__What is being asked__.
Turn the paragraph in the Stella Novarino biography that begins "Novarino designed the hand-painted uniforms" into a brief bulleted list, keeping its main facts.

__Text__.
============
= Stella Novarino =

Haitian-Italian fashion designer (born 1979)

Stella Novarino (born 17 June 1979) is an Italian fashion designer of partial Haitian origin. Her label, Stella Jean (/ˈstɛlə ˈʒɒn, -ˈʒɒ̃/), utilizes her mother's maiden name.

==Work==
Novarino studied political science at Sapienza University of Rome, before dropping out.

Novarino dropped out of school and modeled for Egon von Fürstenberg. She decided she wanted to try designing while modeling. She is self taught. Her label uses her mother's maiden name Jean, instead of her birth surname Novarino, to reflect her Haitian heritage. She has collaborated with artisans from developing counties including Peru, Haiti, Burkina Faso, Benin, Mali, and Pakistan in producing her collections.

In 2011, Novarino won second place in a Vogue Italia emerging designers contest. In 2013, she was part of a at Armani/Teatro space showcasing emerging designers during Milan Fashion Week SS14 which included a collaboration with the International Trade Centre's Ethical Fashion Initiative to create sustainable printed fabrics. For a month in 2014, Victoria and Albert Museum in London exhibited one of her outfits while highlighting diverse designers.

Novarino designed the hand-painted uniforms of Haiti's 2026 Winter Olympics delegation, based on a 2006 depiction of a mounted Toussaint Louverture by Edouard Duval-Carrié. The uniforms went viral for their design and the small size of Haiti's two-person olympic delegation. Louverture's image was omitted from the uniform's final iteration due to Olympic regulations prohibiting political symbolism at the games, resulting in the uniforms only showing a charging horse.

== Activism ==
As of 2020, Novariono was the only Afro-European member of the Camera Nazionale della Moda Italiana. Stella Novarino took the stage at a BLM protest in June 2020 against racial discrimination in Italy and has later claimed to be the first and only Italian fashion designer to do so. In 2021, Novarino co-founded the We Are Made in Italy (WAMI) initiative with Edward Buchanan and Michelle Francine Ngonmo to showcase BIPOC designers with the support of Camera della Moda, including a Milan Fashion Week opening.

Despite WAMI's efforts, Camera della Moda eventually chose not to host a board it advocated for after Novarino publicly posted criticism of other Italian fashion brands. Carlo Capasa, president of Camera della Moda, stated that it "could not host any board that appeared to take public swipes at other members." In 2023, Novarino announced that she would withdraw from Milan Fashion Week and begin a hunger strike due to the lack of diversity and inclusion of designers of color.

== Personal life ==
Novarino was born and raised in Rome with a Haitian mother, Violette Jean, and an Italian father, Marcello Novarino. She is a mother of two, and resides in Rome with her children.
============
__Data__.
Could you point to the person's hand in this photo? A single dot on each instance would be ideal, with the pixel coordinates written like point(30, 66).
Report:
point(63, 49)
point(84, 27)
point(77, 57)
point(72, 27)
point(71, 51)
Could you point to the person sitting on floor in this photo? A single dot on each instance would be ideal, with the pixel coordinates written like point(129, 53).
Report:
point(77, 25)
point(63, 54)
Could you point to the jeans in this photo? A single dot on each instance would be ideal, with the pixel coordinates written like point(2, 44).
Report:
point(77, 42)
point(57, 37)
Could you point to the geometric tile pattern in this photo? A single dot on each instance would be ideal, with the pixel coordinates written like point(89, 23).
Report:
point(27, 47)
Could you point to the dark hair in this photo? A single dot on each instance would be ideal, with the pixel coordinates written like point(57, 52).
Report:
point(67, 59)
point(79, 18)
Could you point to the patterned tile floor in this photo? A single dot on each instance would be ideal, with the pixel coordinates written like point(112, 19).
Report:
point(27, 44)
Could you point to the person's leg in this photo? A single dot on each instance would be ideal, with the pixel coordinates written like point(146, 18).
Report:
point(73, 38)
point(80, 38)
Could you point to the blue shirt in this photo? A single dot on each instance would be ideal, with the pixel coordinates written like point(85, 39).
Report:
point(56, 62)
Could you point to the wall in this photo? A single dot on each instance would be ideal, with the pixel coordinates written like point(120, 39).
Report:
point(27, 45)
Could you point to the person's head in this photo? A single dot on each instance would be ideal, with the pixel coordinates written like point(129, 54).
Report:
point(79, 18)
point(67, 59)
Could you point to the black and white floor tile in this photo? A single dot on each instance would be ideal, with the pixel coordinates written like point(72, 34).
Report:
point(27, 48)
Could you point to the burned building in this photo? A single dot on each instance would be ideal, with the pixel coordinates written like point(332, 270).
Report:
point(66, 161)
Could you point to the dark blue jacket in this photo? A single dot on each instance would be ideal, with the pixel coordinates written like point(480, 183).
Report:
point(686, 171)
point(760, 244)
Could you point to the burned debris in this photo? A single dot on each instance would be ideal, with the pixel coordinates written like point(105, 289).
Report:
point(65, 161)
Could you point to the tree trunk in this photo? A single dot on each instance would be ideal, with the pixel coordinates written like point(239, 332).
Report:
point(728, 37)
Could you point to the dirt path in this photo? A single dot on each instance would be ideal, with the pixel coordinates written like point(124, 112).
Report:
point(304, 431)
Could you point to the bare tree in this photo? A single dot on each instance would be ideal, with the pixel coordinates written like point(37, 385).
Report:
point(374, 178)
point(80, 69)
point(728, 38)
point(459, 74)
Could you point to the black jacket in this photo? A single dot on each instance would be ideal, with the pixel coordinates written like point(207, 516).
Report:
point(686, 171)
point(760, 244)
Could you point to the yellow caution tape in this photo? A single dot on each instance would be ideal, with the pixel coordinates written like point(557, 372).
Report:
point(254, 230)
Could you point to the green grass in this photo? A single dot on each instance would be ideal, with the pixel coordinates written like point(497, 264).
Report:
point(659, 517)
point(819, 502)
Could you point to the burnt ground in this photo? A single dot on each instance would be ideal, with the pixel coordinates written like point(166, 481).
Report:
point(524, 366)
============
__Your solution__.
- Novarino designed hand-painted uniforms for Haiti's delegation to the 2026 Winter Olympics.
- The design was based on Edouard Duval-Carrié's 2006 depiction of Toussaint Louverture on horseback.
- The uniforms went viral for their design and for the small size of Haiti's two-person delegation.
- Olympic rules against political symbolism led to Louverture's image being removed from the final version, so the uniforms show only a charging horse.